■ İstenenler:
[1] Okunacak metne göre kitabın yayımlanmasına başta neden izin verilmemiş?
[2] Okunacak metne göre kitapta önce kimler anlatılıyor? Hepsini sırala.
[3] Okunacak metni "Yazar aynı zamanda" ifadesinden "kaçış mümkün mü?" ifadesine kadar aynen kopyala.

■ Okunacak Metin:
___
25 Mayıs 2023 Perşembe

NAGASAKİ'NİN ÇANLARI

 

NAGASAKİ’NİN ÇANLARI

Takaşi Nagai

1949

Japoncadan Çeviren: Esmanur Yiğit - Esranur Yiğit

İthaki Yayınları

1.Baskı - Ağustos 2022

136 sayfa


Yazar aynı zamanda bir radyolog. 1945’te Nagasaki’ye atom bombası atılması sırasında orada. 

Yaralanıyor, ama hayatta kalıyor. Geride kalanlara yardım ediyor ve elde ettiği tıbbi gözlemlerden bir rapor hazırlıyor. Bombalamanın birinci yıl dönümünde bu kitabı bitiriyor. Ama Japonya o dönem Amerikan işgalinde olduğundan yayımlanmasına izin verilmiyor. Ancak 1949’da yayımlanabiliyor kitabı.

Bombalamayı bizzat yaşayan birinin kaleminden okumak çok çarpıcı. 

*

Nagasaki’de bir tıp okulu... Öğrenciler, hocalar, yerel halk anlatılıyor önce kitapta. Bir savaşın içindeler. Bu yüzden sığınaklarda yaşamak, yaralılara ilk müdahalede bulunmak vb konularda deneyimliler. Ama atom bombası… Bunda deneyim ya da kaçış mümkün mü?

Kitapta çeşitli insanların atom bombası atılmadan az öncesi ve az sonrası anlatılıyor. Çarpıcı ve acı tabii. Kendi hallerinde her şeye rağmen bir şekilde hayatlarına devam ettiklerini okurken birden şu cümle kahrediyor: “Bulundukları yere atom bombası düştü.”
___
■ Verilen Satırlar:

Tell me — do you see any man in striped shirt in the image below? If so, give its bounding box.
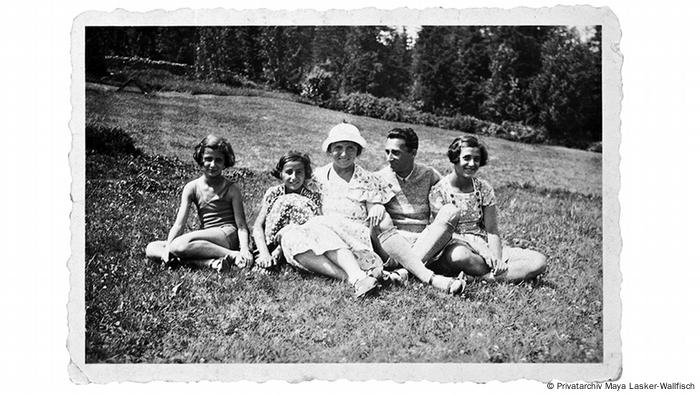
[375,128,455,269]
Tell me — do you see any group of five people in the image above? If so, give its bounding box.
[146,123,546,297]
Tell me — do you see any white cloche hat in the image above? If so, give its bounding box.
[321,123,367,152]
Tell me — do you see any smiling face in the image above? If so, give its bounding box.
[328,141,357,169]
[384,138,416,176]
[454,145,481,178]
[280,161,306,192]
[202,148,226,178]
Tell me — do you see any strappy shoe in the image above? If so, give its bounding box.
[428,274,467,295]
[383,268,408,287]
[353,276,378,298]
[211,255,234,273]
[164,253,183,269]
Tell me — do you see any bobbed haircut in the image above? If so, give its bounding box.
[447,136,489,167]
[270,150,311,179]
[192,134,236,167]
[386,127,418,151]
[326,141,362,156]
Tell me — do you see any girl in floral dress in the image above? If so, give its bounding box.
[282,123,464,294]
[428,136,546,282]
[253,151,321,269]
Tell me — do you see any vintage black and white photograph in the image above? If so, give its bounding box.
[71,7,619,381]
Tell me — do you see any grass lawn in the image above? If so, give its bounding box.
[85,88,603,363]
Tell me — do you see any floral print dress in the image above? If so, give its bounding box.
[282,163,394,270]
[428,177,496,256]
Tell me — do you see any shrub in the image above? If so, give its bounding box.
[301,66,338,104]
[501,121,547,144]
[85,125,143,156]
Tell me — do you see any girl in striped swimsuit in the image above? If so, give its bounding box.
[146,134,253,272]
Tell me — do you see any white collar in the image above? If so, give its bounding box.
[389,163,416,182]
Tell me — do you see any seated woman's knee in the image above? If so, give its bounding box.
[375,212,395,234]
[445,245,489,275]
[532,251,547,275]
[168,237,189,257]
[434,204,459,227]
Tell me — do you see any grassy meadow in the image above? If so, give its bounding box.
[85,85,603,363]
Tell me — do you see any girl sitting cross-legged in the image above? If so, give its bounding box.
[146,134,253,271]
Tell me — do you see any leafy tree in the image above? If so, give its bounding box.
[412,26,459,112]
[530,27,602,147]
[260,26,314,92]
[479,26,552,124]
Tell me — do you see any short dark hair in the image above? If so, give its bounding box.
[192,134,236,167]
[447,136,489,167]
[326,141,362,156]
[386,127,418,151]
[270,150,311,179]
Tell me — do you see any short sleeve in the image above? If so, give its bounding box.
[348,166,396,204]
[265,193,318,245]
[430,167,442,187]
[428,182,448,218]
[479,179,496,207]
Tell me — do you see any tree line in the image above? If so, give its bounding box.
[86,26,602,147]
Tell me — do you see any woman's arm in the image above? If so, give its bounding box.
[229,185,253,266]
[253,198,272,268]
[483,205,508,275]
[366,201,386,228]
[161,180,197,262]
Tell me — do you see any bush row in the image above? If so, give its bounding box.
[105,56,194,75]
[320,93,547,143]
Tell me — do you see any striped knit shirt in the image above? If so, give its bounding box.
[375,163,441,233]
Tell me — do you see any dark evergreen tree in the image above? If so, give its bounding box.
[530,27,602,147]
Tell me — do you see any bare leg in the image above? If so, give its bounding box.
[170,228,239,259]
[146,241,165,260]
[413,204,459,263]
[503,247,547,282]
[378,214,462,294]
[294,250,348,281]
[431,244,490,277]
[325,249,367,283]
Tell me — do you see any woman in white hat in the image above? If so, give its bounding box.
[282,123,466,294]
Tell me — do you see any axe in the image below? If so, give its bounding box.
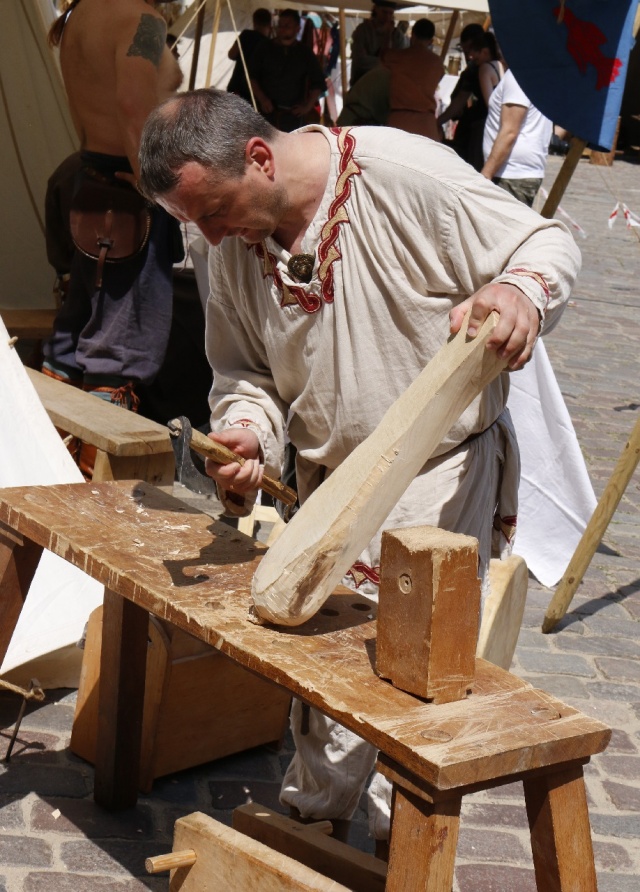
[167,416,298,507]
[252,313,507,626]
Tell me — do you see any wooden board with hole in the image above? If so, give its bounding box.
[0,481,610,789]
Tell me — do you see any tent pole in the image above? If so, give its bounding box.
[189,3,205,90]
[540,136,587,220]
[338,7,349,100]
[440,9,460,62]
[205,0,222,87]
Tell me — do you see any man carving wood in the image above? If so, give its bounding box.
[140,90,579,852]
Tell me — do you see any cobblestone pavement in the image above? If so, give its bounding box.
[0,158,640,892]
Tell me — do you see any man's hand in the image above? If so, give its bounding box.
[449,283,540,371]
[204,427,263,496]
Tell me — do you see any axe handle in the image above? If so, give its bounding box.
[184,430,298,505]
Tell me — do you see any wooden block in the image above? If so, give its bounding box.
[169,812,349,892]
[376,526,480,703]
[70,607,291,792]
[233,802,387,892]
[476,554,529,669]
[0,308,58,341]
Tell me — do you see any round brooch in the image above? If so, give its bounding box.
[287,254,315,282]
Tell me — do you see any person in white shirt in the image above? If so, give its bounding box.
[481,70,553,207]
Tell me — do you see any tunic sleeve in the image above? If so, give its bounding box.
[206,249,288,477]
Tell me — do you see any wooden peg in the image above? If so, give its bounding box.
[144,849,198,873]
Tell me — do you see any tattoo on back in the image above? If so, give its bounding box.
[127,14,165,68]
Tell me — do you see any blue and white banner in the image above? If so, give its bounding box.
[489,0,638,151]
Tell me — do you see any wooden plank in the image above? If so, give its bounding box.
[476,554,529,670]
[94,588,149,809]
[524,765,598,892]
[252,313,506,626]
[0,309,58,341]
[169,812,349,892]
[542,418,640,632]
[376,526,480,703]
[0,482,611,789]
[233,802,387,892]
[26,369,173,456]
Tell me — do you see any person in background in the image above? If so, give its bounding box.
[249,9,326,133]
[349,0,409,87]
[227,8,271,102]
[438,23,487,171]
[469,31,504,106]
[43,0,183,426]
[382,19,444,142]
[481,70,553,207]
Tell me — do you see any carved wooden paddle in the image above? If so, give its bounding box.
[252,313,507,626]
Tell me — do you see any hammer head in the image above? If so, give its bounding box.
[167,415,216,495]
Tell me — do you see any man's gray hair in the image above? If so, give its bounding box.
[139,88,278,199]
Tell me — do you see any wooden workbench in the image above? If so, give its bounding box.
[0,481,610,892]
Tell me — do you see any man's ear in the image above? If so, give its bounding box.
[245,136,275,177]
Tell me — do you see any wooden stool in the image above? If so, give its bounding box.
[0,481,611,892]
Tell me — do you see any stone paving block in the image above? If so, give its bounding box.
[0,793,25,833]
[596,657,640,682]
[0,760,90,799]
[0,834,53,868]
[457,823,531,864]
[456,864,536,892]
[209,774,284,813]
[603,781,640,811]
[30,796,155,839]
[598,871,638,892]
[591,811,640,840]
[586,681,640,703]
[556,635,640,659]
[24,871,138,892]
[60,839,160,878]
[593,839,633,873]
[518,647,596,678]
[462,797,529,833]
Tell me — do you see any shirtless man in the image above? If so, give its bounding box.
[43,0,182,418]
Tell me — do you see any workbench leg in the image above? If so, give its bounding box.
[0,525,43,664]
[524,764,598,892]
[93,589,149,809]
[385,784,462,892]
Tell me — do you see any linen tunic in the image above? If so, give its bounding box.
[207,126,579,838]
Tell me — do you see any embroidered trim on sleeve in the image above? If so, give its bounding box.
[505,266,551,306]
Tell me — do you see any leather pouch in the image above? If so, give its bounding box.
[70,178,151,288]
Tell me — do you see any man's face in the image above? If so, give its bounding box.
[276,15,299,46]
[158,161,285,245]
[373,6,393,31]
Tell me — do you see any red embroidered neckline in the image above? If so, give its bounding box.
[252,127,362,313]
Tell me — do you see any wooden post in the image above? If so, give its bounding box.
[376,526,480,703]
[205,0,222,87]
[540,136,587,220]
[189,3,206,90]
[542,418,640,632]
[338,6,349,100]
[94,589,149,809]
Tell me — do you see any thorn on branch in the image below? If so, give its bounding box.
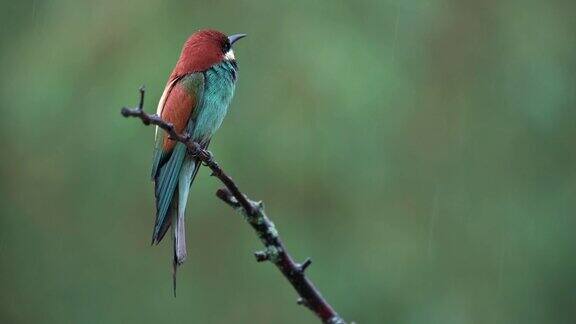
[298,258,312,274]
[216,188,240,208]
[254,251,270,262]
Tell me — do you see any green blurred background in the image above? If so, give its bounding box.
[0,0,576,324]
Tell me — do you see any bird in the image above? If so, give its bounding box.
[151,29,246,296]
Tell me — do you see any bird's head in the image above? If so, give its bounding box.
[171,29,246,77]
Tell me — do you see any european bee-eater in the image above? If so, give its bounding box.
[152,29,246,293]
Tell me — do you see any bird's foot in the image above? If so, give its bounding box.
[202,150,214,166]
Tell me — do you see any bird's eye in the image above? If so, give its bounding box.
[222,41,230,53]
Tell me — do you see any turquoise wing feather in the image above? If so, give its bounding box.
[152,73,204,243]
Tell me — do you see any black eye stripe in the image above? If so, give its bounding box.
[222,40,230,53]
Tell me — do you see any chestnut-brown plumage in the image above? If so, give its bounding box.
[152,29,245,294]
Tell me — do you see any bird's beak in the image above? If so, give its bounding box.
[228,34,246,46]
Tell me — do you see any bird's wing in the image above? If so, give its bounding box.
[152,73,204,243]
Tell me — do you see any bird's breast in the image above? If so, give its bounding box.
[192,61,236,140]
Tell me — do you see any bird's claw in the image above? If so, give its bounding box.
[202,150,214,166]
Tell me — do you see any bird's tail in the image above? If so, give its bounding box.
[172,156,201,297]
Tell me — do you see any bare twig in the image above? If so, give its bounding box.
[121,87,346,324]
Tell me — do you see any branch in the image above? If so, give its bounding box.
[121,87,346,324]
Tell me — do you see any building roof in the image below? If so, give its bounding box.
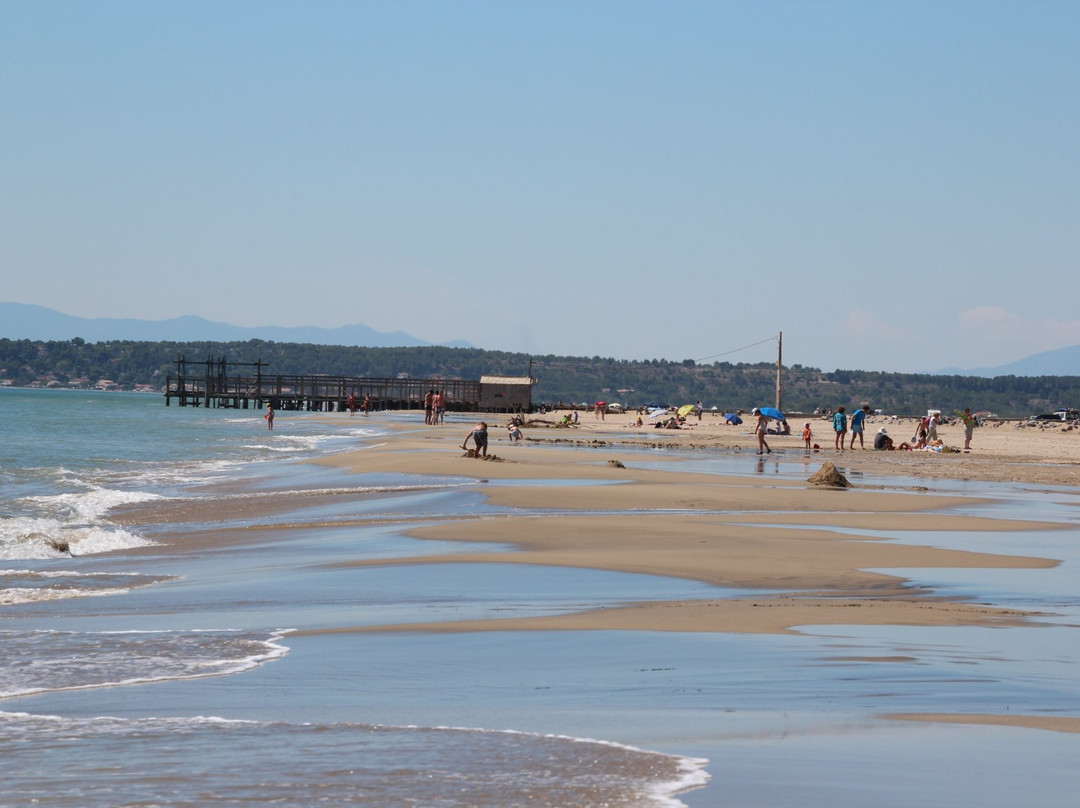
[480,376,532,385]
___
■ Görevlere Göre Yanıtlar:
[1] Japonya o dönem Amerikan işgalinde olduğu için.

[2] Öğrenciler, hocalar, yerel halk

[3]
Yazar aynı zamanda bir radyolog. 1945’te Nagasaki’ye atom bombası atılması sırasında orada. 

Yaralanıyor, ama hayatta kalıyor. Geride kalanlara yardım ediyor ve elde ettiği tıbbi gözlemlerden bir rapor hazırlıyor. Bombalamanın birinci yıl dönümünde bu kitabı bitiriyor. Ama Japonya o dönem Amerikan işgalinde olduğundan yayımlanmasına izin verilmiyor. Ancak 1949’da yayımlanabiliyor kitabı.

Bombalamayı bizzat yaşayan birinin kaleminden okumak çok çarpıcı. 

*

Nagasaki’de bir tıp okulu... Öğrenciler, hocalar, yerel halk anlatılıyor önce kitapta. Bir savaşın içindeler. Bu yüzden sığınaklarda yaşamak, yaralılara ilk müdahalede bulunmak vb konularda deneyimliler. Ama atom bombası… Bunda deneyim ya da kaçış mümkün mü?